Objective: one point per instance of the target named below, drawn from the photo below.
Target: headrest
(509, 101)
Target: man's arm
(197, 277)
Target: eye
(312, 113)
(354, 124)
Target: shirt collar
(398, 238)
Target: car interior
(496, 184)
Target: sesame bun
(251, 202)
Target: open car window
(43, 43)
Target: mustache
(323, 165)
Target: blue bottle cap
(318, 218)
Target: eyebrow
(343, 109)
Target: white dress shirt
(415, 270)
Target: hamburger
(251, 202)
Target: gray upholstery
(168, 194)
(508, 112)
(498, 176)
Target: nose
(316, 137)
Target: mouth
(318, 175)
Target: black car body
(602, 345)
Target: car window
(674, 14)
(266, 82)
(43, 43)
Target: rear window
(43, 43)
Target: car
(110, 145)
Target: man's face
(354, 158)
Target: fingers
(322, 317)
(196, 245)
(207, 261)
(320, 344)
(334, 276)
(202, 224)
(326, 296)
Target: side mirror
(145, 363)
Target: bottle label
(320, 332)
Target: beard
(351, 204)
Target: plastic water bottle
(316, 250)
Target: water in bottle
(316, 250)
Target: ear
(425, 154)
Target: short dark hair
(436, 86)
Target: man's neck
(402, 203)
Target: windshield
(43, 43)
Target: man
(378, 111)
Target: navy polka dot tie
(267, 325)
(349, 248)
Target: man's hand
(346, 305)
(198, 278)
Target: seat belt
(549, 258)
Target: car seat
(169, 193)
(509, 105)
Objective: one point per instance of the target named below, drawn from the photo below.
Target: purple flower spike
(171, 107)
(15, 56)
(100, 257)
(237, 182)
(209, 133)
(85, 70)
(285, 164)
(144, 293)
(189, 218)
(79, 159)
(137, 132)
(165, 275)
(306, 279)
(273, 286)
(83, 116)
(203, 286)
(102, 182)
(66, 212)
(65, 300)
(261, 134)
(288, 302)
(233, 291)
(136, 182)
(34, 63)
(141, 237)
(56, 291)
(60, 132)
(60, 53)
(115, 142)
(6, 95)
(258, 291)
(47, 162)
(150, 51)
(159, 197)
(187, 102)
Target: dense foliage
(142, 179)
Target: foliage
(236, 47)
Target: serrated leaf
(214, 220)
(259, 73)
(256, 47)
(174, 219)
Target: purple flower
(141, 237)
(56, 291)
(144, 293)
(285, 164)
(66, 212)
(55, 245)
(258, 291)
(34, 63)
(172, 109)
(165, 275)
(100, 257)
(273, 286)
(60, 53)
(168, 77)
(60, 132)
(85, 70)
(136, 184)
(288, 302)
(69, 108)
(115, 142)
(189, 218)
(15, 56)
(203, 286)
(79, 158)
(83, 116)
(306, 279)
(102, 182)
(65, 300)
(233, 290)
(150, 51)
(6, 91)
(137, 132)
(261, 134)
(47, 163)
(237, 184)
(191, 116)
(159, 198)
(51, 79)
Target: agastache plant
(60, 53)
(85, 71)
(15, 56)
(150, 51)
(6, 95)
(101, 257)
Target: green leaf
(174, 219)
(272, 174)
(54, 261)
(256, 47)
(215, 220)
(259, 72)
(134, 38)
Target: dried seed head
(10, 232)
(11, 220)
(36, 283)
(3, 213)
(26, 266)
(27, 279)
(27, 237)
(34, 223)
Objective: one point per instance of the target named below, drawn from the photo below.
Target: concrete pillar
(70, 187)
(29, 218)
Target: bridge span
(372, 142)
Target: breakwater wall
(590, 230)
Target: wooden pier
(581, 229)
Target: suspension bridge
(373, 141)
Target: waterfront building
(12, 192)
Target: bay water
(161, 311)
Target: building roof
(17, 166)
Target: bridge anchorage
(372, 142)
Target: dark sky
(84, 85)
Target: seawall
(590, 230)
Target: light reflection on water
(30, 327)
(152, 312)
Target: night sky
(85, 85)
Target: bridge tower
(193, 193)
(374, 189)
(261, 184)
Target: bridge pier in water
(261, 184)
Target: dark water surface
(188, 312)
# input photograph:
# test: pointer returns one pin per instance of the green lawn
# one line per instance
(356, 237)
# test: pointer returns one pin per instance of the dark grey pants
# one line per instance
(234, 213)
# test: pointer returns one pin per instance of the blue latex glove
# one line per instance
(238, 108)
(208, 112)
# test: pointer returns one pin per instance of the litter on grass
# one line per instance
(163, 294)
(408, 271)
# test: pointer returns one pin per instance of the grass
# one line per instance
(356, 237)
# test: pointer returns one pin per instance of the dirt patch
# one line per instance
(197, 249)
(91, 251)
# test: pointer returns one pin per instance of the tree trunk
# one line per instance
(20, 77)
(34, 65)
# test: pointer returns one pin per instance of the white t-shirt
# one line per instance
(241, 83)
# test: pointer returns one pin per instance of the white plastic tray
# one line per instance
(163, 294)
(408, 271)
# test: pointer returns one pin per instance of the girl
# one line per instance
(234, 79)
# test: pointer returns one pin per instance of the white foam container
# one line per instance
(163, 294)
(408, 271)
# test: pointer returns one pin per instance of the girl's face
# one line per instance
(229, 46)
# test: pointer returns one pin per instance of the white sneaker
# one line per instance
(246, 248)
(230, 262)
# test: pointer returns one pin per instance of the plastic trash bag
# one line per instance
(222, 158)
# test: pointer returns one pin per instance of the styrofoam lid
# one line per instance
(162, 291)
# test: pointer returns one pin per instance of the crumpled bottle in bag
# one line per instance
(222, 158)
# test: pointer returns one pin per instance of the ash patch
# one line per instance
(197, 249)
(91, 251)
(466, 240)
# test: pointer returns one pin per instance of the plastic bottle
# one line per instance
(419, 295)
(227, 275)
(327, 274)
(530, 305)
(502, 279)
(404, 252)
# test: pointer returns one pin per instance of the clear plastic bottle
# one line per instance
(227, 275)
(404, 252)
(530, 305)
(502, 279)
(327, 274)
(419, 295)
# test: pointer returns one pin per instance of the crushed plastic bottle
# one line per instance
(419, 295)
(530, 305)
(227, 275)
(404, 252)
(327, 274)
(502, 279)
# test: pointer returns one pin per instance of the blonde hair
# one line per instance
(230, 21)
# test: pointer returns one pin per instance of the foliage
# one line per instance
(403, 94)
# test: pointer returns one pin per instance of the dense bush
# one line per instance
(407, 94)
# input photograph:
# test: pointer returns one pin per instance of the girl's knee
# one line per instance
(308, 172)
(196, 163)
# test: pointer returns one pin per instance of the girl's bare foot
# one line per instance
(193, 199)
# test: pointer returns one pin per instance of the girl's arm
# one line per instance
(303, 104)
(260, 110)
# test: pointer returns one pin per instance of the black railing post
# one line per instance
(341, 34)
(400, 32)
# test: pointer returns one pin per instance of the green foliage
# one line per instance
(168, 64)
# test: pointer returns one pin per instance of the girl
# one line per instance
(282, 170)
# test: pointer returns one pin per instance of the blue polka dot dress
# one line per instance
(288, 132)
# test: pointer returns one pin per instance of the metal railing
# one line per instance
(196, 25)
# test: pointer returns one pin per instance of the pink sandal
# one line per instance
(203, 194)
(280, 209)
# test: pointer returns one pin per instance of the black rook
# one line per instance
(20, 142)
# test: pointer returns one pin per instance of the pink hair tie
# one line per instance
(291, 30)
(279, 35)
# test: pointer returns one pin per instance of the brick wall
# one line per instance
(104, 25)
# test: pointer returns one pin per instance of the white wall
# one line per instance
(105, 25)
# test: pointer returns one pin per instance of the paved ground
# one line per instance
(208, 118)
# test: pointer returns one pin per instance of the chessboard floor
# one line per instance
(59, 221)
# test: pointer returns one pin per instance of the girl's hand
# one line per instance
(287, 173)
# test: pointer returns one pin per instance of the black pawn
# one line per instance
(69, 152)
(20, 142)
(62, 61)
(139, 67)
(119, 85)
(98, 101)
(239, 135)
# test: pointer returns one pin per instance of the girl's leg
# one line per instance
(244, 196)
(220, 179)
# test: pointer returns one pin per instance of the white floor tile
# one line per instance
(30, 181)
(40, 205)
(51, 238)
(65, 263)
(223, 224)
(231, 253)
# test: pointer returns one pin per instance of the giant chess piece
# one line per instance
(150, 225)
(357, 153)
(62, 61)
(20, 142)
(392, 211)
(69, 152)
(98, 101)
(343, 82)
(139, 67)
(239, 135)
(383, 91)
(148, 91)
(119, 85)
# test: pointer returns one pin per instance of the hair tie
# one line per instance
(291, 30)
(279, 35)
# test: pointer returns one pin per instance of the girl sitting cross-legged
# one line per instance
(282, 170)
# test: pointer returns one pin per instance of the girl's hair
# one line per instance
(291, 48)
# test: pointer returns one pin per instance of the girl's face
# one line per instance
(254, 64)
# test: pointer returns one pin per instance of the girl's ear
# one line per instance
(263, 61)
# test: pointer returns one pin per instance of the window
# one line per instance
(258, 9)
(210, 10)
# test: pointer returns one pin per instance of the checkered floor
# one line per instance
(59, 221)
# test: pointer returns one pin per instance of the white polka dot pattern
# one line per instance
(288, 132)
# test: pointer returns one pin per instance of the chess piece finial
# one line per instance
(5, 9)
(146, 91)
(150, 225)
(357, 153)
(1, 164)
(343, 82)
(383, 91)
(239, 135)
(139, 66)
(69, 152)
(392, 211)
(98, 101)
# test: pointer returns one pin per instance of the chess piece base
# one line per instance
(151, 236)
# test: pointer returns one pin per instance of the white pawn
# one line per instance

══════════════════════════════

Using the data above, reproduce exactly the lines from the line that contains "Target: suspension bridge" through the line that contains "white foam container", including both.

Target: suspension bridge
(373, 141)
Target: waterfront building
(12, 192)
Target: bay water
(161, 311)
Target: building roof
(17, 166)
Target: bridge anchorage
(372, 142)
Target: dark sky
(84, 85)
Target: seawall
(590, 230)
Target: light reflection on water
(30, 327)
(152, 312)
Target: night sky
(85, 85)
Target: bridge tower
(193, 193)
(374, 189)
(261, 184)
Target: bridge pier in water
(261, 184)
Target: dark water surface
(188, 312)
# input photograph:
# test: pointer returns one pin per instance of the green lawn
# one line per instance
(356, 237)
# test: pointer returns one pin per instance of the dark grey pants
# one line per instance
(234, 213)
# test: pointer returns one pin per instance of the blue latex glove
# one line per instance
(238, 108)
(208, 112)
# test: pointer returns one pin per instance of the litter on grass
# one line per instance
(163, 294)
(408, 271)
# test: pointer returns one pin per instance of the grass
# one line per instance
(356, 237)
# test: pointer returns one pin per instance of the dirt patch
# one line per instance
(197, 249)
(91, 251)
# test: pointer returns one pin per instance of the tree trunk
# one line per instance
(20, 77)
(34, 65)
# test: pointer returns one pin per instance of the white t-shirt
# one line per instance
(241, 83)
# test: pointer returns one pin per instance of the white plastic tray
# one line per instance
(163, 294)
(408, 271)
# test: pointer returns one pin per instance of the girl
# one line per instance
(234, 79)
# test: pointer returns one pin per instance of the white foam container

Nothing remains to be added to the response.